Which lines in the data below contain the string "beach"? Show each one.

*** Opening Data excerpts ***

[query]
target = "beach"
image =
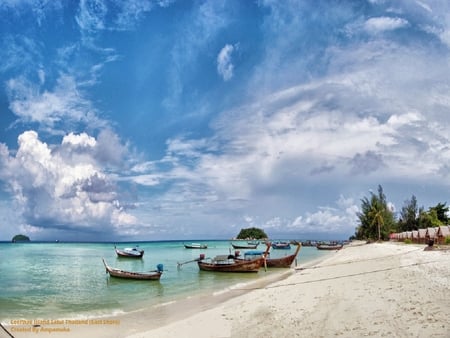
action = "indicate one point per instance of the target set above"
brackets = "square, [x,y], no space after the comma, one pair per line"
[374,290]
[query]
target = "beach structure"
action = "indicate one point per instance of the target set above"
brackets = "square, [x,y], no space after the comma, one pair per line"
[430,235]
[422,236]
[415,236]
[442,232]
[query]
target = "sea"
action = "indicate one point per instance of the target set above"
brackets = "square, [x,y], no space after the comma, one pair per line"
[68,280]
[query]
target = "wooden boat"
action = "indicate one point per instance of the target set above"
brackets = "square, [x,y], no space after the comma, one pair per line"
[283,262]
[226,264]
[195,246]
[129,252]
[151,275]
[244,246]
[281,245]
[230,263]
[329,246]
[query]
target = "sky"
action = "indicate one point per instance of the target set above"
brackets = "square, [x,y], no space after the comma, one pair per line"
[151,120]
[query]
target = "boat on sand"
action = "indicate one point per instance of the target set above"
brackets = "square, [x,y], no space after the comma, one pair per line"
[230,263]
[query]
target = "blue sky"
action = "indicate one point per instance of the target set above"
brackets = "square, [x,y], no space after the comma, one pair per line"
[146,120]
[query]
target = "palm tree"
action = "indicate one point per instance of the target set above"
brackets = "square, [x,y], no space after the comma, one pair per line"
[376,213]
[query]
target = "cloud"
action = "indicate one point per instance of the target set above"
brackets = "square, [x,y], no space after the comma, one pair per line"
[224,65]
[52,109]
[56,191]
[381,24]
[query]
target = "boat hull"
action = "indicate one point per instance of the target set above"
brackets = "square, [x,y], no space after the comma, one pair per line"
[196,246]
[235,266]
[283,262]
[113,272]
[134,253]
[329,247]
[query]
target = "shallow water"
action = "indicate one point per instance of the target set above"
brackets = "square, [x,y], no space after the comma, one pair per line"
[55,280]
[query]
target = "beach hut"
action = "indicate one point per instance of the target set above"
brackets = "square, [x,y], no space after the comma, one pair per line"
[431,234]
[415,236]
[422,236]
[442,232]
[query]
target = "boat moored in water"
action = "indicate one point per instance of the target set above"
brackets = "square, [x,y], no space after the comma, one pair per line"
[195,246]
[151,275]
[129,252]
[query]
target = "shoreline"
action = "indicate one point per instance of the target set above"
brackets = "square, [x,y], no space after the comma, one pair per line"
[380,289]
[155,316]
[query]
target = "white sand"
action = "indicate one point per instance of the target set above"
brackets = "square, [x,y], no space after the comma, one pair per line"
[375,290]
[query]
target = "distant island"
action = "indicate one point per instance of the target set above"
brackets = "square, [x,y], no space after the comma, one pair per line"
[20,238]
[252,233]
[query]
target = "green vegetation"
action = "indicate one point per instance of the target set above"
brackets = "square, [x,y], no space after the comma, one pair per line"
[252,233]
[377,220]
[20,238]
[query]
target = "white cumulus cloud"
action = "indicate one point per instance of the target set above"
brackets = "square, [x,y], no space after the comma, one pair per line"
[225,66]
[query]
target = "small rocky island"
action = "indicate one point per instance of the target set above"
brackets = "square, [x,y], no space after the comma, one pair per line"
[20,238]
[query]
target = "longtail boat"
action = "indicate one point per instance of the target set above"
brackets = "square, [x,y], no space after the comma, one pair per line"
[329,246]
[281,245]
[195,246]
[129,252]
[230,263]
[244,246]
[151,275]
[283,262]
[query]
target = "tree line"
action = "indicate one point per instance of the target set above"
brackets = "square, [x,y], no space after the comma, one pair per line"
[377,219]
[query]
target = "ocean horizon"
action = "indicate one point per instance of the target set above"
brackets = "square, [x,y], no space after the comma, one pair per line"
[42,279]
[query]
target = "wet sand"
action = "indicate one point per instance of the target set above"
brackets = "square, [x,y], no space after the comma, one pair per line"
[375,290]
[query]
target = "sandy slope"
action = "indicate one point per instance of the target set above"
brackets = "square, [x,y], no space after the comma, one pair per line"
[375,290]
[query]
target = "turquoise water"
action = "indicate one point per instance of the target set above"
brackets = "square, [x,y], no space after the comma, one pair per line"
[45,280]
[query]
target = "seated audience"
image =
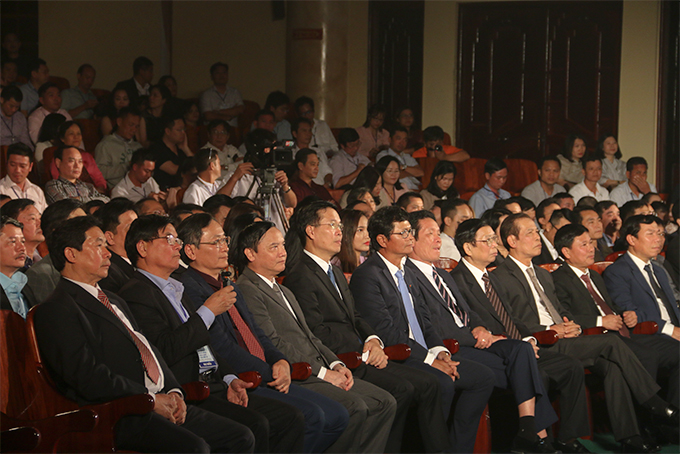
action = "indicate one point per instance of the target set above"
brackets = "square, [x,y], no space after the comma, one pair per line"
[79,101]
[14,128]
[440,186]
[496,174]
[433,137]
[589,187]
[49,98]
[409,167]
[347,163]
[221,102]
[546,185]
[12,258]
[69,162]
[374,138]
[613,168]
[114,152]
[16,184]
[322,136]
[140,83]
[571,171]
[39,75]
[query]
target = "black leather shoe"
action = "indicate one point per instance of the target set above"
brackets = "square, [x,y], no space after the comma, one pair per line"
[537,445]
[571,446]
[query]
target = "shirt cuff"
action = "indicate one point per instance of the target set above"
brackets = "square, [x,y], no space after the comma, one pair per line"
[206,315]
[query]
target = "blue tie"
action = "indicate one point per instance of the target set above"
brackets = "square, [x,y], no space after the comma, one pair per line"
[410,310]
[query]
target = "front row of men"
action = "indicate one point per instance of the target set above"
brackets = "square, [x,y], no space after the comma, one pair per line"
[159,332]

*** Closing Data excerpts ***

■ Written response:
target = "beach"
target = "beach structure"
target = "beach hut"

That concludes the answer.